Starting with the first line of the listing, quote each line exactly until and including the one with "box: [286, 0, 317, 29]", leaving pictures out.
Dataset extract: Begin
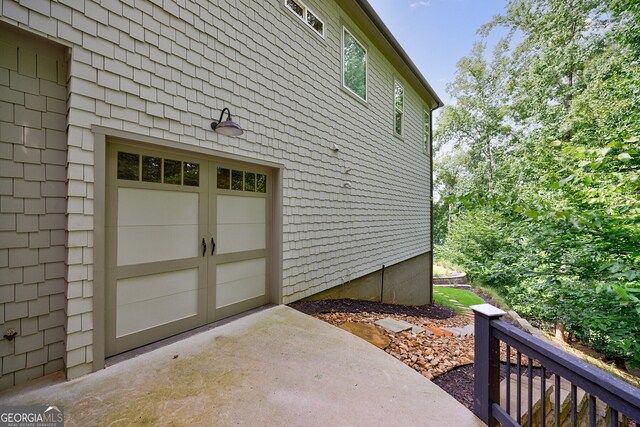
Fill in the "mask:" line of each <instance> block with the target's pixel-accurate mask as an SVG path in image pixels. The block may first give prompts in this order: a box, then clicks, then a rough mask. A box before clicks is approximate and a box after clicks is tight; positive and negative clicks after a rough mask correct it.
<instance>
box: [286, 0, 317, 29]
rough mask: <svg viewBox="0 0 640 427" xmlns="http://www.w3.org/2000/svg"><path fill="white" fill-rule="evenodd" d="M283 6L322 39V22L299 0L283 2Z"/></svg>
mask: <svg viewBox="0 0 640 427" xmlns="http://www.w3.org/2000/svg"><path fill="white" fill-rule="evenodd" d="M284 5H285V6H286V7H287V9H289V10H290V11H292V12H293V13H294V14H295V15H296V16H297V17H298V18H300V19H302V22H304V23H305V24H307V25H308V26H309V27H311V29H313V31H315V32H316V33H318V34H319V35H320V36H322V37H324V22H322V20H321V19H320V18H318V16H317V15H316V14H315V13H313V12H312V11H311V10H309V8H308V7H307V5H306V4H304V3H303V2H302V1H300V0H284Z"/></svg>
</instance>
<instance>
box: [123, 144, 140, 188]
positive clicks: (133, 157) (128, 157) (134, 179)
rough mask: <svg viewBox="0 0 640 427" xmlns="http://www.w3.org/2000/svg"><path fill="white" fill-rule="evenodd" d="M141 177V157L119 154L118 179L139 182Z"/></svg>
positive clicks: (137, 156)
mask: <svg viewBox="0 0 640 427" xmlns="http://www.w3.org/2000/svg"><path fill="white" fill-rule="evenodd" d="M139 177H140V156H139V155H138V154H133V153H123V152H121V151H120V152H118V179H127V180H129V181H138V180H139Z"/></svg>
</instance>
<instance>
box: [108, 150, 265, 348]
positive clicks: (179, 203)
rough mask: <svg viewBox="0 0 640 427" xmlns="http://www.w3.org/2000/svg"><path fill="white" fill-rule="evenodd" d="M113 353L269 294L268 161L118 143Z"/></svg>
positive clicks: (114, 240)
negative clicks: (197, 153) (222, 161)
mask: <svg viewBox="0 0 640 427" xmlns="http://www.w3.org/2000/svg"><path fill="white" fill-rule="evenodd" d="M106 168H107V170H106V178H107V180H106V184H107V189H106V224H105V226H106V227H105V236H106V260H105V266H106V288H105V298H106V310H105V313H106V316H105V328H106V331H105V332H106V333H105V336H106V343H105V344H106V354H107V356H111V355H114V354H118V353H121V352H123V351H126V350H129V349H132V348H135V347H139V346H141V345H145V344H148V343H150V342H153V341H157V340H160V339H163V338H166V337H168V336H171V335H175V334H177V333H180V332H183V331H187V330H189V329H193V328H196V327H198V326H201V325H205V324H207V323H211V322H214V321H216V320H219V319H222V318H225V317H228V316H231V315H234V314H238V313H241V312H243V311H246V310H249V309H252V308H255V307H258V306H260V305H263V304H265V303H267V302H268V292H267V291H268V285H269V284H268V277H269V272H268V268H269V261H270V257H269V253H268V250H267V249H268V247H269V241H270V230H271V218H270V216H271V203H272V202H271V193H272V191H271V186H272V183H271V181H272V179H271V175H270V172H269V170H268V169H263V168H260V167H258V166H252V165H246V164H239V163H225V162H221V161H213V160H209V159H201V158H197V157H193V158H192V157H189V156H185V155H183V154H180V153H171V152H166V153H165V152H156V151H152V150H147V149H140V148H139V147H136V146H134V145H131V146H130V145H121V144H115V143H111V144H109V146H108V150H107V161H106Z"/></svg>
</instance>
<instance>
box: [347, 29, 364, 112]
mask: <svg viewBox="0 0 640 427" xmlns="http://www.w3.org/2000/svg"><path fill="white" fill-rule="evenodd" d="M343 61H344V64H343V67H344V85H345V86H346V87H348V88H349V89H351V90H352V91H353V92H354V93H355V94H357V95H358V96H359V97H360V98H362V99H367V52H366V50H365V49H364V47H362V45H361V44H360V43H359V42H358V41H357V40H356V39H355V37H353V36H352V35H351V34H350V33H349V32H347V31H345V32H344V52H343Z"/></svg>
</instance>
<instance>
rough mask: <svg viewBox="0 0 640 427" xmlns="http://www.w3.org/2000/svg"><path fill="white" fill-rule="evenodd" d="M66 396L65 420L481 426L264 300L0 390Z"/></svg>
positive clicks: (384, 356) (110, 422) (339, 333)
mask: <svg viewBox="0 0 640 427" xmlns="http://www.w3.org/2000/svg"><path fill="white" fill-rule="evenodd" d="M0 404H1V405H28V404H40V405H64V412H65V418H66V422H65V425H66V426H90V425H100V426H120V425H171V426H196V425H197V426H232V425H233V426H236V425H238V426H382V425H384V426H403V427H406V426H480V425H483V424H482V422H480V421H479V420H478V419H477V418H476V417H475V416H474V415H473V414H472V413H471V412H469V411H468V410H467V409H466V408H465V407H464V406H462V405H461V404H460V403H458V402H457V401H456V400H454V399H453V398H452V397H450V396H449V395H448V394H446V393H445V392H444V391H442V390H441V389H440V388H439V387H437V386H436V385H435V384H433V383H432V382H430V381H428V380H427V379H426V378H424V377H422V376H421V375H420V374H418V373H417V372H415V371H414V370H412V369H410V368H409V367H407V366H405V365H404V364H403V363H402V362H400V361H398V360H396V359H395V358H393V357H391V356H389V355H388V354H386V353H385V352H384V351H382V350H379V349H378V348H376V347H374V346H373V345H371V344H369V343H367V342H365V341H364V340H362V339H360V338H358V337H356V336H354V335H351V334H349V333H348V332H345V331H343V330H341V329H339V328H336V327H334V326H331V325H329V324H327V323H324V322H322V321H320V320H317V319H315V318H313V317H310V316H307V315H305V314H302V313H299V312H297V311H295V310H293V309H291V308H289V307H286V306H277V307H271V308H268V309H265V310H262V311H258V312H255V313H252V314H250V315H247V316H245V317H241V318H239V319H236V320H234V321H232V322H229V323H227V324H224V325H221V326H218V327H216V328H214V329H211V330H208V331H205V332H202V333H199V334H196V335H193V336H191V337H188V338H185V339H183V340H181V341H178V342H175V343H173V344H169V345H166V346H164V347H161V348H158V349H156V350H153V351H150V352H148V353H145V354H142V355H139V356H137V357H135V358H132V359H129V360H124V361H121V362H119V363H116V364H114V365H113V366H110V367H108V368H106V369H104V370H102V371H99V372H96V373H93V374H90V375H87V376H85V377H82V378H79V379H76V380H73V381H69V382H65V381H63V380H62V379H61V378H60V376H57V377H53V378H51V377H49V378H46V379H43V380H40V381H37V382H35V383H33V384H28V385H26V386H22V387H15V388H13V389H9V390H6V391H4V392H2V393H0Z"/></svg>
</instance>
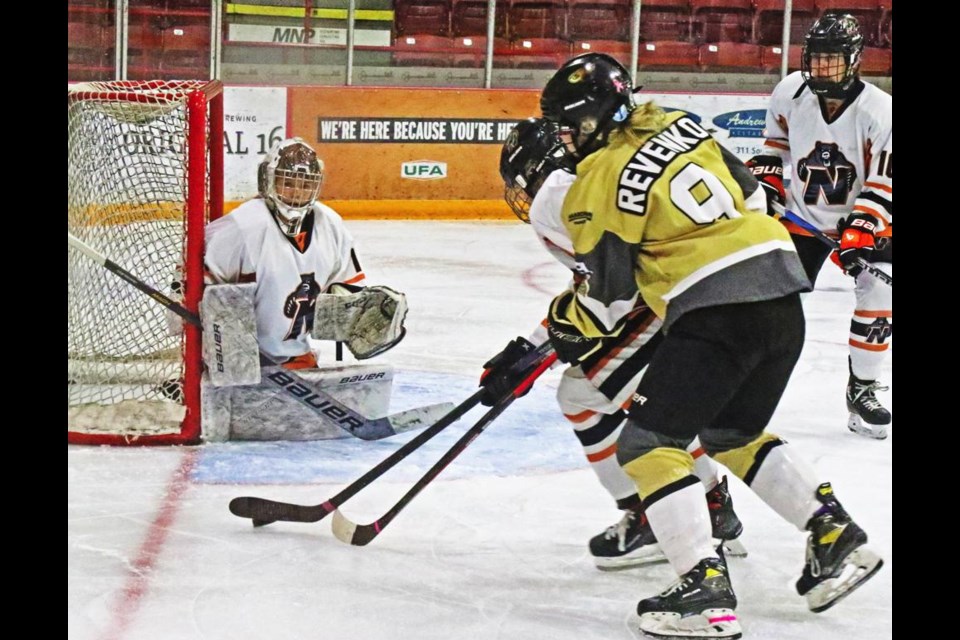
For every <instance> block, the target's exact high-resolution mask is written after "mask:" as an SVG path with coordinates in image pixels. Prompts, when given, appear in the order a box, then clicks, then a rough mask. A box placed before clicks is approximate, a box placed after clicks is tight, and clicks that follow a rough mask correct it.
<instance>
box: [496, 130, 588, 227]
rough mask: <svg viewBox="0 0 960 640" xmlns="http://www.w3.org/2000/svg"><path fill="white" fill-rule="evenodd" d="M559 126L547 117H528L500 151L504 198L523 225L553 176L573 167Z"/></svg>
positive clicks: (515, 130) (511, 131) (511, 130)
mask: <svg viewBox="0 0 960 640" xmlns="http://www.w3.org/2000/svg"><path fill="white" fill-rule="evenodd" d="M561 146H562V145H561V144H560V138H559V137H558V136H557V125H555V124H553V123H552V122H550V121H549V120H545V119H544V118H527V119H526V120H524V121H522V122H519V123H517V125H516V126H515V127H514V128H513V129H511V130H510V133H509V134H508V135H507V139H506V141H505V142H504V143H503V149H501V151H500V176H501V177H502V178H503V184H504V192H503V199H504V200H506V202H507V204H508V205H510V208H511V209H512V210H513V212H514V213H515V214H516V215H517V217H518V218H520V219H521V220H523V221H524V222H530V203H531V202H532V201H533V199H534V197H536V195H537V192H538V191H539V190H540V187H541V186H542V185H543V181H544V180H546V179H547V176H549V175H550V174H551V173H553V172H554V171H556V170H557V169H563V170H564V171H569V172H570V173H573V171H574V166H573V163H571V162H570V160H569V159H567V157H566V156H565V155H564V153H563V150H562V148H561Z"/></svg>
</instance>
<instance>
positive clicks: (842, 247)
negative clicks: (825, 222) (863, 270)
mask: <svg viewBox="0 0 960 640" xmlns="http://www.w3.org/2000/svg"><path fill="white" fill-rule="evenodd" d="M837 231H839V232H840V247H839V248H838V249H837V258H838V259H839V260H840V266H841V267H843V270H844V271H846V272H847V273H848V274H849V275H851V276H853V277H857V276H858V275H860V272H861V271H863V268H862V267H861V266H860V265H858V264H857V258H863V259H864V260H866V261H867V262H870V261H871V259H872V258H873V250H874V248H876V232H877V219H876V218H874V217H873V216H871V215H869V214H866V213H854V214H851V215H849V216H847V217H846V218H841V219H840V222H838V223H837Z"/></svg>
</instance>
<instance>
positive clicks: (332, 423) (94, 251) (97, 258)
mask: <svg viewBox="0 0 960 640" xmlns="http://www.w3.org/2000/svg"><path fill="white" fill-rule="evenodd" d="M67 243H68V244H69V245H70V246H71V247H73V248H74V249H76V250H77V251H79V252H81V253H82V254H84V255H85V256H87V257H88V258H90V259H91V260H93V261H94V262H96V263H98V264H99V265H100V266H101V267H103V268H104V269H106V270H107V271H109V272H111V273H113V274H114V275H116V276H118V277H119V278H121V279H122V280H125V281H126V282H127V283H129V284H130V285H132V286H133V287H134V288H136V289H137V290H139V291H140V292H142V293H145V294H146V295H148V296H150V297H151V298H153V299H154V300H155V301H156V302H158V303H159V304H161V305H162V306H164V307H166V308H167V309H169V310H170V311H172V312H174V313H176V314H177V315H178V316H180V317H181V318H183V319H184V320H186V321H187V322H189V323H190V324H191V325H193V326H195V327H197V328H198V329H200V330H203V323H202V322H201V321H200V316H198V315H197V314H196V313H194V312H193V311H191V310H189V309H187V308H186V307H184V306H183V305H182V304H180V303H178V302H176V301H175V300H173V299H172V298H169V297H168V296H165V295H164V294H163V293H161V292H160V291H159V290H157V289H154V288H153V287H151V286H150V285H148V284H147V283H145V282H144V281H143V280H140V279H139V278H137V277H136V276H135V275H133V274H132V273H130V272H129V271H127V270H126V269H124V268H123V267H121V266H120V265H119V264H117V263H116V262H113V261H112V260H109V259H108V258H107V257H106V256H104V255H103V254H101V253H99V252H97V251H96V250H95V249H93V248H92V247H90V246H89V245H88V244H86V243H85V242H83V241H82V240H80V239H79V238H77V237H76V236H75V235H73V234H72V233H70V232H69V231H68V232H67ZM260 359H261V362H263V363H266V364H268V365H273V366H275V367H279V368H278V369H277V370H276V371H273V372H271V373H265V374H264V376H263V379H264V380H266V381H268V382H270V383H272V384H274V385H276V386H277V387H278V388H279V390H280V392H281V393H283V394H284V395H286V396H287V397H289V398H292V399H294V400H296V401H298V402H300V403H301V404H303V405H305V406H306V407H307V408H309V409H310V410H311V411H313V412H314V413H316V414H317V416H319V417H320V419H321V420H324V421H326V422H328V423H331V424H333V425H335V426H336V427H339V428H340V429H343V430H344V431H346V432H347V433H349V434H350V435H352V436H354V437H357V438H360V439H361V440H380V439H382V438H389V437H390V436H394V435H396V434H398V433H403V432H404V431H410V430H412V429H417V428H419V427H420V426H425V425H426V424H427V423H428V422H430V421H431V417H432V416H437V417H439V415H440V414H442V413H444V411H443V407H444V404H436V405H429V406H427V407H421V408H420V409H411V410H410V411H401V412H400V413H398V414H396V415H393V416H387V417H385V418H379V419H376V420H371V419H369V418H367V417H366V416H364V415H363V414H361V413H359V412H357V411H354V410H353V409H351V408H350V407H348V406H346V405H345V404H343V403H341V402H339V401H337V400H336V399H335V398H333V397H332V396H331V395H329V394H327V393H324V392H323V391H321V390H320V389H315V388H314V386H313V385H312V384H311V383H309V382H307V381H306V380H304V379H303V378H302V377H301V376H300V375H298V374H297V373H296V372H295V371H293V370H290V369H284V368H283V367H282V366H279V363H278V362H277V361H276V360H274V359H273V358H271V357H270V356H268V355H266V354H265V353H260ZM451 406H452V405H451Z"/></svg>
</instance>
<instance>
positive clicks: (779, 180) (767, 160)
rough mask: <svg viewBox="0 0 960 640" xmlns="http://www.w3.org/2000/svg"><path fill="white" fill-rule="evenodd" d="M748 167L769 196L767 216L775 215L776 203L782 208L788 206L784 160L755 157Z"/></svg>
mask: <svg viewBox="0 0 960 640" xmlns="http://www.w3.org/2000/svg"><path fill="white" fill-rule="evenodd" d="M746 165H747V168H748V169H750V171H751V172H752V173H753V176H754V177H755V178H756V179H757V180H759V181H760V186H761V187H763V190H764V193H765V194H766V196H767V215H768V216H772V215H773V214H774V213H775V211H774V208H773V204H774V203H777V204H779V205H780V206H785V205H786V204H787V194H786V192H785V191H784V190H783V160H781V159H780V158H779V156H753V157H752V158H750V159H749V160H747V162H746Z"/></svg>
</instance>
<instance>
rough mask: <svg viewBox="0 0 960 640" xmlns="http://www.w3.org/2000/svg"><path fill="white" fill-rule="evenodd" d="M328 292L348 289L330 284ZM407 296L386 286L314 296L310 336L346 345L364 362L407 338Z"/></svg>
mask: <svg viewBox="0 0 960 640" xmlns="http://www.w3.org/2000/svg"><path fill="white" fill-rule="evenodd" d="M331 289H332V290H334V291H340V290H344V291H346V290H347V289H345V288H341V287H337V285H332V286H331ZM406 317H407V297H406V295H404V294H402V293H400V292H399V291H395V290H393V289H391V288H389V287H384V286H380V285H377V286H372V287H365V288H363V289H360V290H359V291H355V292H353V293H346V294H339V293H325V294H320V295H318V296H317V301H316V306H315V313H314V319H313V330H312V331H311V337H313V338H315V339H317V340H339V341H342V342H345V343H346V345H347V348H348V349H350V353H352V354H353V355H354V357H355V358H357V359H358V360H365V359H367V358H372V357H373V356H376V355H379V354H381V353H383V352H384V351H387V350H388V349H390V348H391V347H393V346H394V345H396V344H397V343H399V342H400V341H401V340H402V339H403V336H404V335H406V329H405V328H404V326H403V323H404V320H405V319H406Z"/></svg>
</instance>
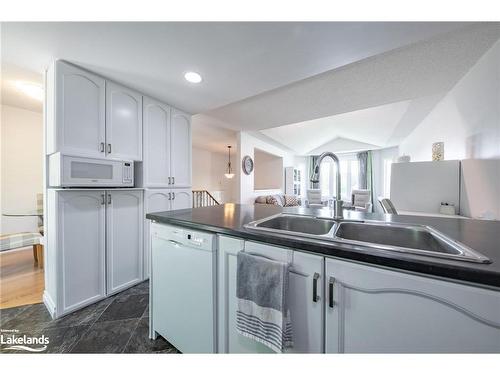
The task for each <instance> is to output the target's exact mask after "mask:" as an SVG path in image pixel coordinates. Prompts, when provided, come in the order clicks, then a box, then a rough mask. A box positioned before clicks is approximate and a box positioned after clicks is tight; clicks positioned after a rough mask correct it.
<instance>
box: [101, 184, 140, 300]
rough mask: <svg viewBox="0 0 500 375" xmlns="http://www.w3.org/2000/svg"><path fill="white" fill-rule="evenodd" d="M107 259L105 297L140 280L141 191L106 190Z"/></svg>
Dataset extract: End
**Exercise result:**
Fill in the "mask:" line of each <instance> block with the target's pixel-accurate mask as an SVG path in image pixels. The block may first give prompts in this order: a box, then clicks, then a rough mask. A box before clicks is approximate and a box after clicks is tight; positive and negative clicks after a rough mask correct it.
<instance>
box: [286, 0, 317, 29]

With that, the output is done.